> DATA ROWS:
###

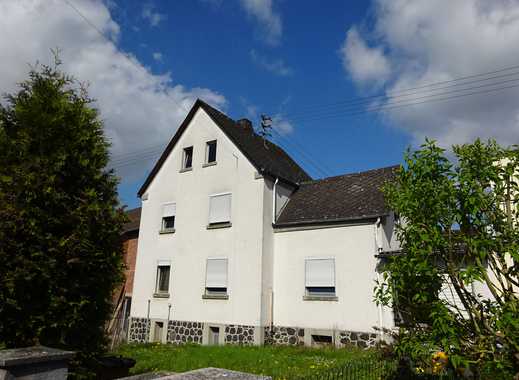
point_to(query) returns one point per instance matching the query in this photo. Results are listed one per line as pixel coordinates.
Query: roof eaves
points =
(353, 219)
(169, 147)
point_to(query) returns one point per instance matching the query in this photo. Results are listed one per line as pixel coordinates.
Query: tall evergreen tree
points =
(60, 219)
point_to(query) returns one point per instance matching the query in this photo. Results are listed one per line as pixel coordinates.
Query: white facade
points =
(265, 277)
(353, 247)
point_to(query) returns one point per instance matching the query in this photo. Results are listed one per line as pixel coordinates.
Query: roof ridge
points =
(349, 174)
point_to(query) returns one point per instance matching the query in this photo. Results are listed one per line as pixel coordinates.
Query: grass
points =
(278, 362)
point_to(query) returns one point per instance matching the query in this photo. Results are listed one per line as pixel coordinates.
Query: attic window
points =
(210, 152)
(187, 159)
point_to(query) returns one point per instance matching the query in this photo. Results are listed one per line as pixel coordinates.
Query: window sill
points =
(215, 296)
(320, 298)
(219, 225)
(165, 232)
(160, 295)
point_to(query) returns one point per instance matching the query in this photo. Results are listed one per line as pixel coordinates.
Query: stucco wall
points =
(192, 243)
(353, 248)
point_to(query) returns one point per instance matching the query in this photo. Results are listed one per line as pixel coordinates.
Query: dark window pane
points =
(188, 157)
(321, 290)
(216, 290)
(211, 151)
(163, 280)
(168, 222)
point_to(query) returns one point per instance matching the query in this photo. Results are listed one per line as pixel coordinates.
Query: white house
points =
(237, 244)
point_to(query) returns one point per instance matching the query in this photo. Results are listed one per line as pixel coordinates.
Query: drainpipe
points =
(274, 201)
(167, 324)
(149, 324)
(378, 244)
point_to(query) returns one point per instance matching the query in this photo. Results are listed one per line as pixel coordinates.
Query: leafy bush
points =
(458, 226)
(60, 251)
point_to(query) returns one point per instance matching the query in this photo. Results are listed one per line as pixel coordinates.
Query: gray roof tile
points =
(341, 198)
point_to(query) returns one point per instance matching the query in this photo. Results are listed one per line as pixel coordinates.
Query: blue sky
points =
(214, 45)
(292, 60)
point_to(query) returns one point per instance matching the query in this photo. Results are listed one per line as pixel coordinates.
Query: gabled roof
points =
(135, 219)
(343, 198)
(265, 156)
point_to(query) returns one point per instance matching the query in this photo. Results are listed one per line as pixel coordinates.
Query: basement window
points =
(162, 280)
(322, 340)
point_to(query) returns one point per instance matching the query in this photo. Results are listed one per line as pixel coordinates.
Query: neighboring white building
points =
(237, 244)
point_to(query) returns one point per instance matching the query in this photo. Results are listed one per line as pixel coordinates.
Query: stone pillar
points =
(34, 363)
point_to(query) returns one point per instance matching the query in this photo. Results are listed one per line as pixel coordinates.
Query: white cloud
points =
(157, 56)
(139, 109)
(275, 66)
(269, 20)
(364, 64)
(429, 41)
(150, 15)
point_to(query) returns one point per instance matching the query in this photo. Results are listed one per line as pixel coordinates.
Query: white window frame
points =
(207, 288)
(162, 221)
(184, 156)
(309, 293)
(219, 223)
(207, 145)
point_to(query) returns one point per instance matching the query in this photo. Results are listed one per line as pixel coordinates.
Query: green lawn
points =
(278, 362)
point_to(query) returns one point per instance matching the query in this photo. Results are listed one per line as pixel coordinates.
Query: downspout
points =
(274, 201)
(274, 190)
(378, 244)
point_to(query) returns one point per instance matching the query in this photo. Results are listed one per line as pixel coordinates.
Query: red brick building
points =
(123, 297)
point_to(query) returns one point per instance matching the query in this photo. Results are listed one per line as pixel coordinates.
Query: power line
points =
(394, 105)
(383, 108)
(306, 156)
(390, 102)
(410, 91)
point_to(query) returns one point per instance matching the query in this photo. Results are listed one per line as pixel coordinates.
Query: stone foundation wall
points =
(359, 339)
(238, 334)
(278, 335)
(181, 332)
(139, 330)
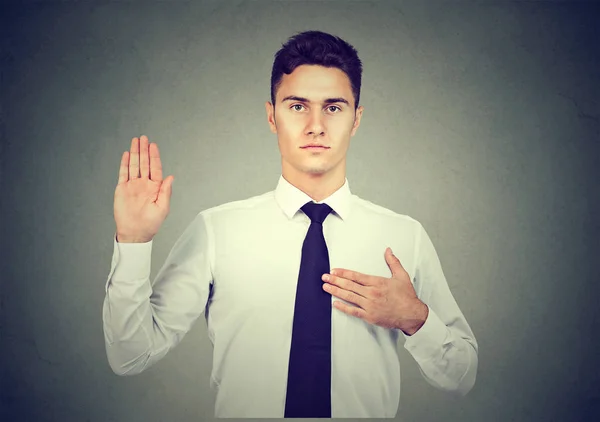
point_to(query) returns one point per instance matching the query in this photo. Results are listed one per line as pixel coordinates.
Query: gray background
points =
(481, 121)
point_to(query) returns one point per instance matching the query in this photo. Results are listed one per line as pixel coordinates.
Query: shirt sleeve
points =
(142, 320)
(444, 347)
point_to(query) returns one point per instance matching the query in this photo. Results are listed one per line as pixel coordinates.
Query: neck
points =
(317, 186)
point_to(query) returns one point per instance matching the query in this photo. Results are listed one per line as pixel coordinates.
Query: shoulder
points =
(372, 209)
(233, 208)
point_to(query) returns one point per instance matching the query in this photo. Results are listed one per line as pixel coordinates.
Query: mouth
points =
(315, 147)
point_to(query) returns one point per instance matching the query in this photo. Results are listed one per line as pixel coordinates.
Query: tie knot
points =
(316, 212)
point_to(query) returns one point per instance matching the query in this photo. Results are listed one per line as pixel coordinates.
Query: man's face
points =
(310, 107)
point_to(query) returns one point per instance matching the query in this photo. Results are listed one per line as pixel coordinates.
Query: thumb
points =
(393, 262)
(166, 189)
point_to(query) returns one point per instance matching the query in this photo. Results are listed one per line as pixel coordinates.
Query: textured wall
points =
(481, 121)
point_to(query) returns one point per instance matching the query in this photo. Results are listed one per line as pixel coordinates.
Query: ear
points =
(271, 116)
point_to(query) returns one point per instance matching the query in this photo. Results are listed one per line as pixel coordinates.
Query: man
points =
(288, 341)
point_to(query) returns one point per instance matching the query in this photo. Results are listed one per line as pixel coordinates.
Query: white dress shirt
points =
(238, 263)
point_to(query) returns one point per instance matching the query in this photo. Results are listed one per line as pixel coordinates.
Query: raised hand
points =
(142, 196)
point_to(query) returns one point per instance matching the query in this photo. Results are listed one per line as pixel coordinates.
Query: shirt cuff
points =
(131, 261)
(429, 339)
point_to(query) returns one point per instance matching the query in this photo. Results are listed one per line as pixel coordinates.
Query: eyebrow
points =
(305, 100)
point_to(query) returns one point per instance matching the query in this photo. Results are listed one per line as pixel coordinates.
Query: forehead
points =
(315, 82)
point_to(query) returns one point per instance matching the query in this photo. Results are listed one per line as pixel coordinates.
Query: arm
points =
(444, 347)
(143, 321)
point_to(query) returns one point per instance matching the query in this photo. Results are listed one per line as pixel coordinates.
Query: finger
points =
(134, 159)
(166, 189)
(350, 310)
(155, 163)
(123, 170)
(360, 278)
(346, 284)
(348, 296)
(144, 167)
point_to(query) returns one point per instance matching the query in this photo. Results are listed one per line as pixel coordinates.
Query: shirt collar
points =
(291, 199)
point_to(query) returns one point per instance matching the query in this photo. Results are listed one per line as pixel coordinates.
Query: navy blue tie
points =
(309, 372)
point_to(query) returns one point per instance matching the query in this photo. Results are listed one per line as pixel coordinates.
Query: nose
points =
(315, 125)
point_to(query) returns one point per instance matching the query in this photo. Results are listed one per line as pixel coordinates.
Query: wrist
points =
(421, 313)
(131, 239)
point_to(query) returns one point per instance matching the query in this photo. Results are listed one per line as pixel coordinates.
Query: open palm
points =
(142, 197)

###

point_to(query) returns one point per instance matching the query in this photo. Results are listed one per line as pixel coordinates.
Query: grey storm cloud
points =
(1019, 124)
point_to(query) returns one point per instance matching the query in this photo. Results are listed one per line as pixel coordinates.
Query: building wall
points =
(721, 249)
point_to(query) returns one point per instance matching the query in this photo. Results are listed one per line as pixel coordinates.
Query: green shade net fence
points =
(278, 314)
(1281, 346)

###

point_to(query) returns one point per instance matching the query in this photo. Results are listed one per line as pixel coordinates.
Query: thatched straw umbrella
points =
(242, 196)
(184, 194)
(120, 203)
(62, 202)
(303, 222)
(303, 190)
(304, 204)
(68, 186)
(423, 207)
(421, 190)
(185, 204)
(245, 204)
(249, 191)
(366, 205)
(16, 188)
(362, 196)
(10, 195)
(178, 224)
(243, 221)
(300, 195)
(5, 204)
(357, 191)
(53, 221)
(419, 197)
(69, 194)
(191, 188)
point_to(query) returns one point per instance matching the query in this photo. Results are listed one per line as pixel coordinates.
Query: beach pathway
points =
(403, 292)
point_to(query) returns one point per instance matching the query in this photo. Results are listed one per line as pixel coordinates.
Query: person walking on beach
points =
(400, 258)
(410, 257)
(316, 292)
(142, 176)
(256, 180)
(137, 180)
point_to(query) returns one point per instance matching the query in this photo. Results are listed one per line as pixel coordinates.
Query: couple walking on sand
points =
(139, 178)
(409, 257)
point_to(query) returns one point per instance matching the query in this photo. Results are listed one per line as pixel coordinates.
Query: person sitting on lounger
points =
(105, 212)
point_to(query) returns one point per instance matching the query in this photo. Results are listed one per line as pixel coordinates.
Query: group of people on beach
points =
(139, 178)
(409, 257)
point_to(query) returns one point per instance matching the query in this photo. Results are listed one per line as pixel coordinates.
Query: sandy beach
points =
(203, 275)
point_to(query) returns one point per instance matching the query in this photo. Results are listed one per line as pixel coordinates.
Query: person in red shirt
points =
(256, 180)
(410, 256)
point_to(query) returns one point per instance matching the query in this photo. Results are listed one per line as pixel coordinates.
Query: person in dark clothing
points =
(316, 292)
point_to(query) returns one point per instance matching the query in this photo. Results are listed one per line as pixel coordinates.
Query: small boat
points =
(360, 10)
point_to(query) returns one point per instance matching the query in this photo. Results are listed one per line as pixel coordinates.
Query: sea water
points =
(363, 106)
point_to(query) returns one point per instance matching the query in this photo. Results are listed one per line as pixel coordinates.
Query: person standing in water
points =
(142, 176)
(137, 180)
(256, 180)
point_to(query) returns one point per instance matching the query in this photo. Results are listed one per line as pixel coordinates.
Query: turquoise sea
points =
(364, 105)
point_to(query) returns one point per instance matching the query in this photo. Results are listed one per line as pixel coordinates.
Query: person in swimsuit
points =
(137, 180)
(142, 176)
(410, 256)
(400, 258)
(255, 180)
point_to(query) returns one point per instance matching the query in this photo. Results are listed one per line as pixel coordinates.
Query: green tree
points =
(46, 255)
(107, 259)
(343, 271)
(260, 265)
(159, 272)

###

Filter the rows above, copying each line that contains the word "building".

> FULL SOLUTION:
Query: neighboring white building
Query: red brick building
Query: building wall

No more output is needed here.